• _EXTRAIT DE PAGE_
┄┄┄┄┄┄┄┄┄┄┄┄┄┄┄┄┄┄┄┄

Traditions Bressanes / Lieux de mémoire, mémoires des lieux…

La résistance à Cuiseaux    3 juin 2011
Après avoir évoqué Bernard Morey, consacrons l’article de cette semaine aux mouvements de Résistance que Cuiseaux connut, en relation avec l’inauguration, il y a quelques mois (le 5 février 2011, plus exactement), de deux totems rappelant que le premier parachutage de Saône-et-Loire eu lieu à Cuiseaux.
Un terrain situé dans les bois de Cuiseaux, à l’arrière de Jarrey, fut choisi par le réseau de Résistance de Cuiseaux pour servir de zone de parachutage d’armes et autres matériels nécessaires aux maquisards : il fut appelé « Chimène » comme l’évoque Bernard Morey :
        « Au printemps 1942, (…) j’avais donné les coordonnées de mon terrain de parachutage, situé à trois kilomètres du village, aux Grands Mollards, une grande « teppe » communale mamelonnée. C’est ainsi qu’avait été créé Chimène, car tel était le nom de ce terrain qui fonctionna pendant de nombreuses lunes jusqu’en 1944. »  
Des parachutages y eurent effectivement lieu, dont le premier de Saône-et-Loire, le 26 octobre 1942. Ce dernier était accompagné du message codé « Le code de la route est périmé » diffusé sur les ondes de Radio Londres :
        « Au début de l’été, une grande nouvelle nous arrive sous la forme d’un message qui nous est adressé du C.O.P.A. de Lyon, Centre d’Opérations de Parachutages et d’Atterrissages qui a précédé la S.A.P., Section d’Atterrissages et Parachutages. Un avion nous est annoncé ; nous allons recevoir un parachutage en même temps que le groupe de Beaufort. Notre premier message est : « Le code de la route est périmé », je trouve que ça manque de poésie pour étrenner Chimène. »

┄┄┄┄┄┄┄┄┄┄┄┄┄┄┄┄┄┄┄┄

• _DONNÉES DISPONIBLES_
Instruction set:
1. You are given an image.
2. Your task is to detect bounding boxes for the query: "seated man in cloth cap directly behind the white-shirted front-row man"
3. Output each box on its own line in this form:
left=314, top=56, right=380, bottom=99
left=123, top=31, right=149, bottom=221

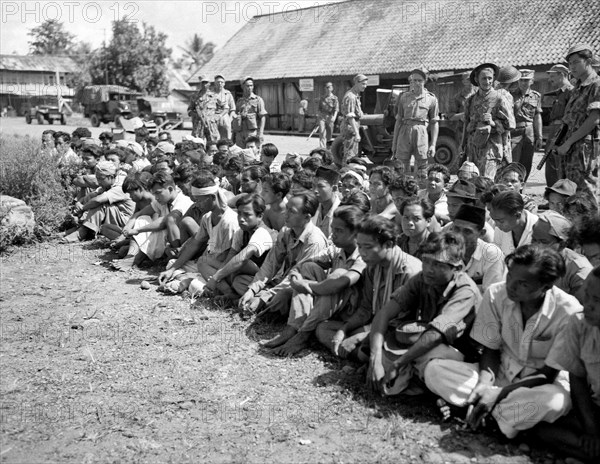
left=531, top=210, right=592, bottom=303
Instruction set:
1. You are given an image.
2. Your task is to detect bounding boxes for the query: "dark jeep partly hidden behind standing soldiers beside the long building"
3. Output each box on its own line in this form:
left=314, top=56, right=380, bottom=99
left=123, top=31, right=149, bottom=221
left=331, top=85, right=462, bottom=174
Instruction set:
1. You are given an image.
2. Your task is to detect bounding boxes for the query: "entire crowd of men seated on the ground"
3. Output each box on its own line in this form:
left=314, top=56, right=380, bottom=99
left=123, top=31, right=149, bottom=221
left=44, top=125, right=600, bottom=460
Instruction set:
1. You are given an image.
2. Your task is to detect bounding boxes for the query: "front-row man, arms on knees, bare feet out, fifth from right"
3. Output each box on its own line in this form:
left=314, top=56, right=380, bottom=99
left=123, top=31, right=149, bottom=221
left=265, top=206, right=367, bottom=356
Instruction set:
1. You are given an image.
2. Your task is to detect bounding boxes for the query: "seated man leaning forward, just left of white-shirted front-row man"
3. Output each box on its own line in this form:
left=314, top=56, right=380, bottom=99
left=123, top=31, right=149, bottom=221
left=367, top=232, right=481, bottom=395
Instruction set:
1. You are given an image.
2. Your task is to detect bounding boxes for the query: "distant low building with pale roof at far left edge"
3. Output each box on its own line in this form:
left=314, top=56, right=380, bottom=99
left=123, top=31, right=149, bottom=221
left=0, top=55, right=79, bottom=116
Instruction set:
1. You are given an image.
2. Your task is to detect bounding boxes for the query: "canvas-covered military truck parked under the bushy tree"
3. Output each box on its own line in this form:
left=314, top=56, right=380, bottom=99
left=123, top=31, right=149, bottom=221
left=81, top=85, right=141, bottom=128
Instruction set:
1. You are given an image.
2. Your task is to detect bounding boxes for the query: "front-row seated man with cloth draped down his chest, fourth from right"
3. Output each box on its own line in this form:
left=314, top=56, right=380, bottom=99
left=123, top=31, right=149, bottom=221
left=317, top=216, right=421, bottom=359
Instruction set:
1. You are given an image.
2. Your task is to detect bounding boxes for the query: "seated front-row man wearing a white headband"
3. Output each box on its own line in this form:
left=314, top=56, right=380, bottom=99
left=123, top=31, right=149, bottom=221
left=159, top=177, right=239, bottom=294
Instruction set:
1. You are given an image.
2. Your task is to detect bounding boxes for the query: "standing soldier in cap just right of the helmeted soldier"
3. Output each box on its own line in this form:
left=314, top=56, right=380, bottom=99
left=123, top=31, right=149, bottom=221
left=511, top=69, right=542, bottom=180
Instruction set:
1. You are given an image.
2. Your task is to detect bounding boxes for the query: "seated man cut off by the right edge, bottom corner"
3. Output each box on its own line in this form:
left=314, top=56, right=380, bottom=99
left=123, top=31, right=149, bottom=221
left=533, top=267, right=600, bottom=462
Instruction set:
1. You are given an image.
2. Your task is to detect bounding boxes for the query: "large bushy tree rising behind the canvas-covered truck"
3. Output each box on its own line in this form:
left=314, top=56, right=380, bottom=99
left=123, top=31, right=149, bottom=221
left=90, top=19, right=171, bottom=96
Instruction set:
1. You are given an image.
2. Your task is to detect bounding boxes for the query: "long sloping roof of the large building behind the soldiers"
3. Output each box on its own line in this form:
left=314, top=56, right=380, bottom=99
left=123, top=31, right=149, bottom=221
left=190, top=0, right=600, bottom=83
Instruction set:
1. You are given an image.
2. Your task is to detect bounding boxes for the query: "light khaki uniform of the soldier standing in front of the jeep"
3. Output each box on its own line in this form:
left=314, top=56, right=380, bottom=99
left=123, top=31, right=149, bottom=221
left=392, top=89, right=439, bottom=172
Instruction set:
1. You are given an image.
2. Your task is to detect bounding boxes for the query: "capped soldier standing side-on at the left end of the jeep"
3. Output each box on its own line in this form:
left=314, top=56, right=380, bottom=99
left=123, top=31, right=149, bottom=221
left=340, top=74, right=368, bottom=166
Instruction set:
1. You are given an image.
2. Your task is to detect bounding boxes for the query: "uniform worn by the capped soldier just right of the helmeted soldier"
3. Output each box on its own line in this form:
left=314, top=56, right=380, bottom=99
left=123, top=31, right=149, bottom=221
left=510, top=89, right=542, bottom=179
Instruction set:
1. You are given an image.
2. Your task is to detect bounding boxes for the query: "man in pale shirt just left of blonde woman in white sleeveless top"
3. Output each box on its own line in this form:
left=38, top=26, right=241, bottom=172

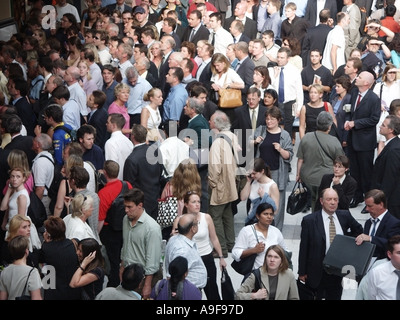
left=122, top=66, right=152, bottom=128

┄┄┄┄┄┄┄┄┄┄┄┄┄┄┄┄┄┄┄┄

• _CONSIGNE A_
Résumez en deux phrases l'extrait sur la Résistance à Cuiseaux.
• _CONSIGNE B_
Dans l'extrait sur la Résistance à Cuiseaux, à quelle date eut lieu le premier parachutage de Saône-et-Loire ?
• _CONSIGNE C_
Rédigez la suite de l'extrait sur la Résistance à Cuiseaux.
Ces données n'ont aucun lien avec l'extrait sur la Résistance à Cuiseaux.

• _VOTRE RÉPONSE A_
Le réseau de Résistance de Cuiseaux choisit un terrain dans les bois, aux Grands Mollards, comme zone de parachutage d'armes et de matériel pour les maquisards ; appelé « Chimène », il fonctionna jusqu'en 1944. Le premier parachutage de Saône-et-Loire y eut lieu le 26 octobre 1942, accompagné du message codé « Le code de la route est périmé » diffusé par Radio Londres.

• _VOTRE RÉPONSE B_
Le 26 octobre 1942.

• _VOTRE RÉPONSE C_
Ensuite, ce fut le 1er mai 1943, le code étant « Le veau a deux têtes », puis le 12 avril 1944 avec « La primevère refleurira ». Le promeneur pourra ainsi découvrir deux totems remémorant l’existence de Chimène et le courage des hommes ayant participé à ces opérations : le premier terrain ayant été choisi a en effet été abandonné quasiment au dernier moment car jugé trop peu sécurisé.   
Rappelons également qu'outre les parachutages, le réseau de Cuiseaux a aussi facilité la fuite de nombreux résistants, des avions atterrissant et décollant de la région avec à leur bord des combattants de la liberté. Parmi eux figuraient notamment Lucie Aubrac et Vincent Auriol qui, lors de son mandat présidentiel, viendra à Cuiseaux décorer la ville pour son patriotisme de la Croix de Guerre avec étoile d’argent le 25 mai 1950.

La mise en place des totems a été l’initiative de l’association « Les combattants volontaires
de la Résistance de Saône-et-Loire », soutenu par le Conseil Général.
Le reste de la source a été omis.